→ **Zu erledigen**:
(A) Beantworte zum Text über den Autokauf bei BMW in München diese Fragen:
(i) Wer leitet die Münchner BMW-Hauptniederlassung?
(ii) Wie viele Fahrzeuge setzte BMW im vergangenen Jahr in den USA ab?
(iii) In welchem Zeitraum geriet das Unternehmen in die roten Zahlen?
(B) Schreib den Text über den Autokauf bei BMW in München ab seinem letzten Satz weiter.

→ **Textabschnitt**:
******************************

Vor, hinter und neben Berberichs neuer Limousine stehen zig andere Karossen, frisch aus der Fabrik und bereits verkauft. So viel ist schon mal klar: Paul Berberich ist nicht der Einzige, der in diesen finsteren Zeiten einen BMW erwirbt. Für ihn selbst waren die Klagen der Autobranche sogar ein Anlass, seine Entscheidung zu beschleunigen. "Wir haben den Kauf auch deshalb vorgezogen, um den Autoherstellern zu helfen." Einen neuen Wagen hätte er ohnehin gebraucht, nur nicht so rasch.

Michael Rahe, der Chef der Münchner BMW-Hauptniederlassung, ist über derart fürsorgliche Kunden natürlich erfreut. Wären alle Autoliebhaber so gepolt, bräuchte sich die Branche keine Sorgen zu machen. Sind sie aber nicht. Weltweit geht der Absatz von Automobilen infolge der Krise drastisch zurück, der BMW-Konzern leidet besonders unter der Flaute auf dem Automarkt der USA, wo die Münchner im vergangenen Jahr gut 300000 ihrer insgesamt 1,4 Millionen verkauften Fahrzeuge absetzten.

Im vierten Quartal 2008 ist das Unternehmen sogar in die roten Zahlen gerutscht. Ob Hauptniederlassungs-Chef Rahe nichts davon gespürt hat? Doch, hat er. "Im letzten Quartal des vergangenen Jahres war es schon ruhiger." Auch im Januar sei nicht viel los gewesen, "doch das ist immer so". Aber bereits im Februar hätten sich die Kunden wieder kauffreudiger gezeigt, und über das Geschäft im März könne er, Rahe, schon gar nicht meckern. "Wir sind mit dem Auftragseingang zufrieden."

******************************

→ **Datenzeilen**:
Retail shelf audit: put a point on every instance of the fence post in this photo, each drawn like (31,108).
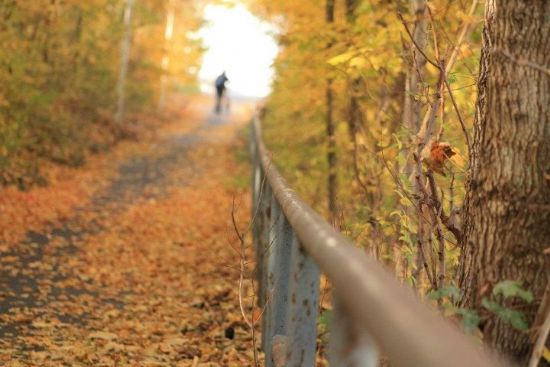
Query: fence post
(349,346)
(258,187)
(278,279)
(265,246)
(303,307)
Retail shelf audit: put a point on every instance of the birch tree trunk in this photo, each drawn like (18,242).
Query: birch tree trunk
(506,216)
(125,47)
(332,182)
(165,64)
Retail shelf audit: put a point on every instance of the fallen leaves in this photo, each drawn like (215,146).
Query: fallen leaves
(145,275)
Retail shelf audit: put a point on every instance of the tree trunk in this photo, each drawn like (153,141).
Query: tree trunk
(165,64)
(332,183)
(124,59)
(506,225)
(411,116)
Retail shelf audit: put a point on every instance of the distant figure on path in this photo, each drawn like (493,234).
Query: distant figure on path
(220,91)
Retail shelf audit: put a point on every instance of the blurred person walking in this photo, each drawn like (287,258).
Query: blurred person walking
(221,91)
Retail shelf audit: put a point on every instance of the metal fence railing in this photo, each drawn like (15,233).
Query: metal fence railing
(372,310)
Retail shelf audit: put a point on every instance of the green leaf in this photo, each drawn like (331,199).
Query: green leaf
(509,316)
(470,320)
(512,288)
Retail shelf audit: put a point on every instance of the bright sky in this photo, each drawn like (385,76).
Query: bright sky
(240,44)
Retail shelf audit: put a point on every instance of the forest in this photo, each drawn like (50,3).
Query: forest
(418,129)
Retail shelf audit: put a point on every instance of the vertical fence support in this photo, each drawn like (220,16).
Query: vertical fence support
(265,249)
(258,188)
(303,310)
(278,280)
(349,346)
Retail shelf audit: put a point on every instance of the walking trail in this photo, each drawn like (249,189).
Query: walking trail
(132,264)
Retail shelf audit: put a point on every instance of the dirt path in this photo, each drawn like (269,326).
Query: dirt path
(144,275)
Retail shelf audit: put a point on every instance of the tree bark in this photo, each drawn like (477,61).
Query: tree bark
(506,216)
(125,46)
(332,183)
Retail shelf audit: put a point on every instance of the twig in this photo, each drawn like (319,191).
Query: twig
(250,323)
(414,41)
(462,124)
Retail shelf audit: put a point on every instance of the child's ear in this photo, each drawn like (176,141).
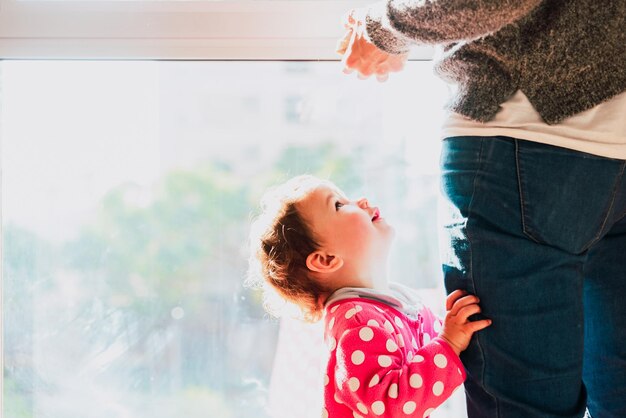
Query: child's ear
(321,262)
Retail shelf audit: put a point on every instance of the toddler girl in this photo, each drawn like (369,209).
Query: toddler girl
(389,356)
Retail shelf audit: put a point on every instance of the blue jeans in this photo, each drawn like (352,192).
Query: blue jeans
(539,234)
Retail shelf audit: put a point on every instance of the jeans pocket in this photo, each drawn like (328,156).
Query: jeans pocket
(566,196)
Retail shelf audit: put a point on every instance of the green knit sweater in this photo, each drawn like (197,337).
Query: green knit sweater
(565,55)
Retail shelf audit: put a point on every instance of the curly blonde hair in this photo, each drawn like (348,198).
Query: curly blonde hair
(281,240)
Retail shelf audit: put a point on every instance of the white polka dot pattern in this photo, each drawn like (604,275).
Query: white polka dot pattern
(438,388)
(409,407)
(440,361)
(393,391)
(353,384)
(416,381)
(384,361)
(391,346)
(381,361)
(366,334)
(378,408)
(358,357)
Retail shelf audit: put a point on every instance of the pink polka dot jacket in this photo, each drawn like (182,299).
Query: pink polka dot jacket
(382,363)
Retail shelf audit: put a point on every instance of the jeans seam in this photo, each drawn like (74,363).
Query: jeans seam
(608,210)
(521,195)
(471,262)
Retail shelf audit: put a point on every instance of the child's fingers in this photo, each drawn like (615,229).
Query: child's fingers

******************************

→ **Ergebnisse je Aufgabe**:
(A)
(i) Michael Rahe
(ii) Gut 300000 Fahrzeuge
(iii) Im vierten Quartal 2008

(B)
BMW-Liebhaber trotzen der Krise

Michael Rahe sagt das sehr überzeugend, und zumindest zu dieser Stunde herrscht in der Niederlassung reger Betrieb. Andererseits ist auch nicht zu erwarten, dass ein Manager die geschäftliche Lage in schwärzesten Farben schildert - es sei denn, er wäre wirklich am Ende. Aber das ist man bei BMW gewiss nicht. In einer Pressemitteilung Ende Januar äußerte sich Rahe allerdings nicht gerade euphorisch: "Momentan gehen wir davon aus, die Absatz- und Umsatzzahlen von 2008 nicht zu erreichen. Im Gegenteil, es kann auch einen Rückgang geben." Noch im vergangenen Jahr hatte die BMW-Niederlassung München den Gesamtumsatz um 5,3 Prozent auf gut 860 Millionen Euro gesteigert.

Im Foyer der Niederlassung sitzt Jens Rudolph, trinkt einen Cappuccino und blättert in Prospekten. Der Krankenpfleger aus Bad Wiessee fährt einen Einser-BMW, dessen Leasingvertrag jetzt ausläuft. Nun soll ein neuer Wagen her, dieselbe Modellreihe, wieder auf Leasing-Basis. Wegen der Krise hegt er keinerlei Befürchtungen, im Gegenteil. "Jetzt ist die Gelegenheit günstig, um zu verhandeln. Wenn ein gutes Angebot kommt, schlag ich zu."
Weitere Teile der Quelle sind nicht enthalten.